A run of records
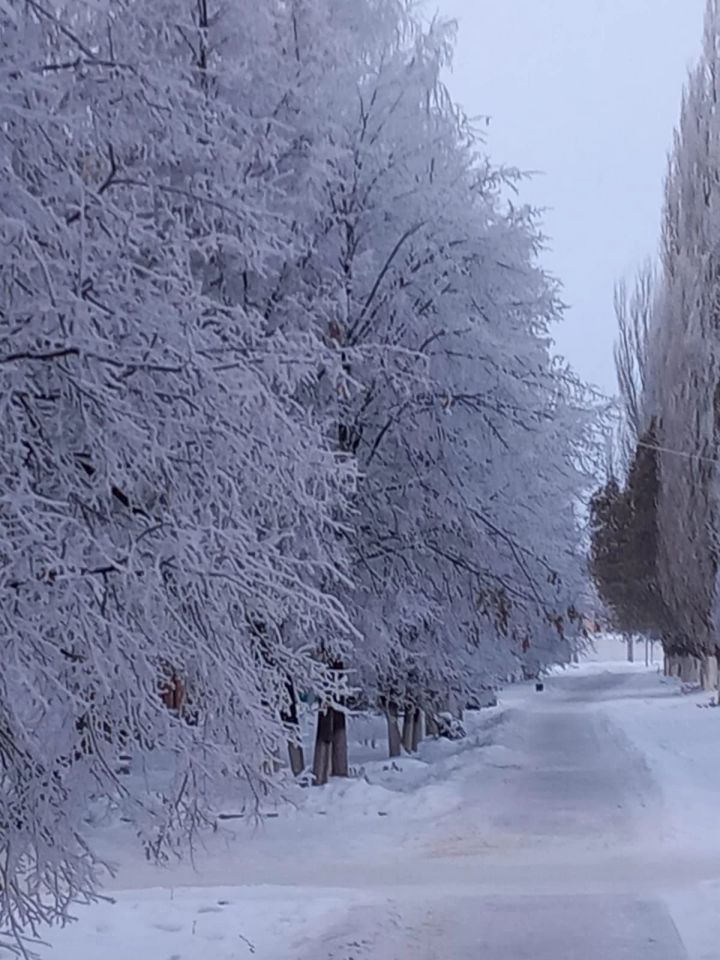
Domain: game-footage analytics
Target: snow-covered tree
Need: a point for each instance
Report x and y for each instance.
(168, 508)
(279, 407)
(682, 392)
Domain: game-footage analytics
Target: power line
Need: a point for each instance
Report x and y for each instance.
(678, 453)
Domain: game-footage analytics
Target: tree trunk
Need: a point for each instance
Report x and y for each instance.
(290, 717)
(394, 738)
(409, 728)
(709, 673)
(323, 748)
(417, 730)
(689, 669)
(297, 758)
(340, 766)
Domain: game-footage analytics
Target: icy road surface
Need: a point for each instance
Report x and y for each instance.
(576, 824)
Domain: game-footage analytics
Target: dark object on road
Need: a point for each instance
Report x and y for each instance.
(480, 701)
(449, 727)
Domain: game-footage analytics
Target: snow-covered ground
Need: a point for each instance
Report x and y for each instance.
(575, 824)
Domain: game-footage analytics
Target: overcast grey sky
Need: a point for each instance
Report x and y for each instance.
(588, 92)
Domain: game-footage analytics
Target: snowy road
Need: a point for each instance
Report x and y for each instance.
(554, 860)
(552, 834)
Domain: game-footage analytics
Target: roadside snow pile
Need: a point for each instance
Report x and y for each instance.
(679, 743)
(218, 923)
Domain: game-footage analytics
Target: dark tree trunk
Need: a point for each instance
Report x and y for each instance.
(409, 728)
(323, 747)
(431, 725)
(340, 766)
(417, 730)
(290, 718)
(394, 739)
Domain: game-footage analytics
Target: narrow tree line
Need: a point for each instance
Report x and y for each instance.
(655, 523)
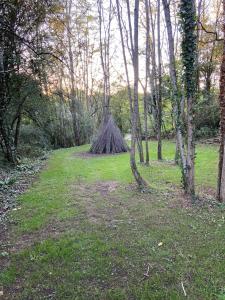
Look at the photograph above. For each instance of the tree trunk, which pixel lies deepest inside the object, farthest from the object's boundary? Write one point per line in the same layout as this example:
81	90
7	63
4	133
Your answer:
134	110
159	100
173	76
221	168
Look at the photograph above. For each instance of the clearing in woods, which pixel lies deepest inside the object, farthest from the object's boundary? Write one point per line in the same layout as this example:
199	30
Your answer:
83	231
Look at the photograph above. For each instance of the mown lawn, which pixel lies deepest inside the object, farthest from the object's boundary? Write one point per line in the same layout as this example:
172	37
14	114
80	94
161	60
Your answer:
83	231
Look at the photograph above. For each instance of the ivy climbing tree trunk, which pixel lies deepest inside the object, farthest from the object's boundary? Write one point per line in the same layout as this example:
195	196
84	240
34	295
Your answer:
221	168
176	97
189	50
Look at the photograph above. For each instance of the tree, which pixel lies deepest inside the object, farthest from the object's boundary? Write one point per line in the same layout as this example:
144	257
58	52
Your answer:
133	99
189	49
221	168
18	21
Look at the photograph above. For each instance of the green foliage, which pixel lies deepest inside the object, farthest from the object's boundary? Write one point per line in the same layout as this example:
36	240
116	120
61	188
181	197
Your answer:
120	110
207	116
189	44
88	244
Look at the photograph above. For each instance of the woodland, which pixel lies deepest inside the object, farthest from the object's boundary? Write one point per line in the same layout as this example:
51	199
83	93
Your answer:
112	157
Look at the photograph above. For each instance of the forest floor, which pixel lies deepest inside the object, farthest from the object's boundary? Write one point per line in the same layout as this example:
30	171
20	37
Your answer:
83	231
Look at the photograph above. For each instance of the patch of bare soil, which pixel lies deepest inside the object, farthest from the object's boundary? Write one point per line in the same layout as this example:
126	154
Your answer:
96	210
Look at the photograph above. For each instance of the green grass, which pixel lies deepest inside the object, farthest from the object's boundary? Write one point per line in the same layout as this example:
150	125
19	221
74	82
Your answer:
76	239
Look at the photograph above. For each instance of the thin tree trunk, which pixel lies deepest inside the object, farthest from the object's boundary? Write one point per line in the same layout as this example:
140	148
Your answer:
159	100
134	110
221	167
173	76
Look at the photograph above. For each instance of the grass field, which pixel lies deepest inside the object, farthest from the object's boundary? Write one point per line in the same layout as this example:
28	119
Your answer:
83	231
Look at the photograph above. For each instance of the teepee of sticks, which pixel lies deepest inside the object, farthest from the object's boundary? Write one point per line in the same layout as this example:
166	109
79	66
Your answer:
109	139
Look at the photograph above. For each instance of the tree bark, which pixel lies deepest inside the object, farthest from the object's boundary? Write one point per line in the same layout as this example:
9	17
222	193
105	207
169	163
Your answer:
221	166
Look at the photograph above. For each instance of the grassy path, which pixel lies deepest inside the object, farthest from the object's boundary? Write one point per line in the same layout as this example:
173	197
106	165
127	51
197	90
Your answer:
84	232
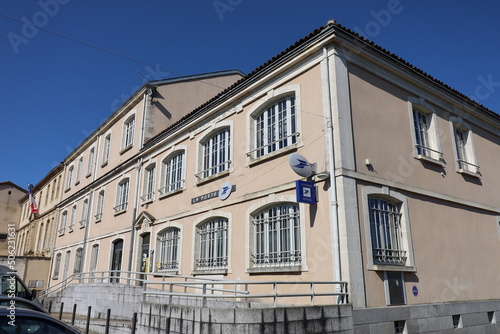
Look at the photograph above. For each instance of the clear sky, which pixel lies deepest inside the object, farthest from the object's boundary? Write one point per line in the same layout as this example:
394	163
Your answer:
60	81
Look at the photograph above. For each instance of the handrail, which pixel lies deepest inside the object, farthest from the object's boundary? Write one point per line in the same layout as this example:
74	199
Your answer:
210	287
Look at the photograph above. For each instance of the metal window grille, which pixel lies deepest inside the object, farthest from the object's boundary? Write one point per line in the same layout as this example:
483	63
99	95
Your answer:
172	174
386	233
276	127
277	236
216	154
128	134
213	237
169	243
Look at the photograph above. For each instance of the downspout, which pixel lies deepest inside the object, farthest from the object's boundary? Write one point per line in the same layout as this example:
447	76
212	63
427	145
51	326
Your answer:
134	213
334	222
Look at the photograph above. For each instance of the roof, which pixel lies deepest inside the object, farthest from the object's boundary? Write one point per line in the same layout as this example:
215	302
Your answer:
330	28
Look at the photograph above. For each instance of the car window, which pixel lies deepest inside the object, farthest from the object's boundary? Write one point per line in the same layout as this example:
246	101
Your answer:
29	325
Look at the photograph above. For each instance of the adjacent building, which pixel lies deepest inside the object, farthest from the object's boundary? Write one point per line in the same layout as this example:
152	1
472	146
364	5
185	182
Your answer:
191	176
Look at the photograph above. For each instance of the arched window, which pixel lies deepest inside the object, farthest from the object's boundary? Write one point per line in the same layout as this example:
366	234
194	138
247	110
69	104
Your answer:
168	249
276	236
212	243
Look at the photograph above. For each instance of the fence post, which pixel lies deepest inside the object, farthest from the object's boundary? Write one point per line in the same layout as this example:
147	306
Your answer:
134	322
108	318
60	311
73	315
87	325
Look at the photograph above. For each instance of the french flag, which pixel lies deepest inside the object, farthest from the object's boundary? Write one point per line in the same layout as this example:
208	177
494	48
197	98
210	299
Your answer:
33	206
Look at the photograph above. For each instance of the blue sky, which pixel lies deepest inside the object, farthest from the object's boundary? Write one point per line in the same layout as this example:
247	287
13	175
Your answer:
59	82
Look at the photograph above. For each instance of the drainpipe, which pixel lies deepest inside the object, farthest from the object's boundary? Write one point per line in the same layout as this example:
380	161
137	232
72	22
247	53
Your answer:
134	212
327	105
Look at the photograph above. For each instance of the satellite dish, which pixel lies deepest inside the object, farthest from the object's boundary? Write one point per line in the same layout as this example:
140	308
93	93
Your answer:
300	165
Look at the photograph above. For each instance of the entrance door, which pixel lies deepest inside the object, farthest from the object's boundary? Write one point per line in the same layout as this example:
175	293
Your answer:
116	260
145	260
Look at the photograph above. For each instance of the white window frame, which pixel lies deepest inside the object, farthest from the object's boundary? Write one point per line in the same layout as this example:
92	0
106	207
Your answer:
128	133
277	252
57	265
149	183
425	137
122	195
209	258
69	177
257	151
78	264
90	164
106	149
464	148
100	205
64	220
208	167
390	195
85	213
173	173
169	247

Objective: From the line holding "Look at the photograph above. For each instance of the fence" to the last line of the records, quote each line exactly and add nothing.

Solution for this exercise:
Look at the photograph above. For each instance of the fence post, which pixel lies deepest inside the object, farthest from the object's boundary? Write one point per line in the same layout as this example:
147	306
Your answer:
134	322
108	318
60	311
73	315
87	325
Look at the photograph above. For each instance of the french flag, which pixel lies deepest inside the object, farthest from the object's boundary? Write one point per line in the same layout as this example:
208	177
494	48
197	98
210	299
Your answer:
33	206
Look at the photograph above. For each instance of the blue sky, which pixel lies deepest inside the object, farthest from the object's boundary? Write one point per line in the same layout as this example:
247	287
13	175
Your answer:
59	82
Look at the photograph above. For each instance of the drainpipe, which pixel lies deepest inside the object, farthest from the object's boundary? Write one point per line in the same layout as this example:
380	161
137	232
72	22
247	53
Your answer:
134	212
327	105
Look at the photograph above. For each instance of the satellite dish, which pixel lies deepest inside the object, farthest from the object's boundary? Write one point per line in the same layout as this example:
140	308
93	93
Your answer:
300	165
Look at the photograph above. For each instance of the entrance door, which pixel lies deepest inside the object, farthest from the object's boundary? Write one point per line in the same layout as this example:
175	293
Your answer:
116	260
145	260
Look at the photograph above. For each instance of the white window frame, which pixel lies deepest inside the object, farthest from the object's boundary? Write one point per line in the same layout as this example:
92	0
106	207
Your answer:
128	133
277	252
57	265
149	183
425	137
122	195
209	258
69	177
257	151
78	264
90	164
106	149
464	148
100	205
64	220
208	167
390	195
85	213
173	173
169	247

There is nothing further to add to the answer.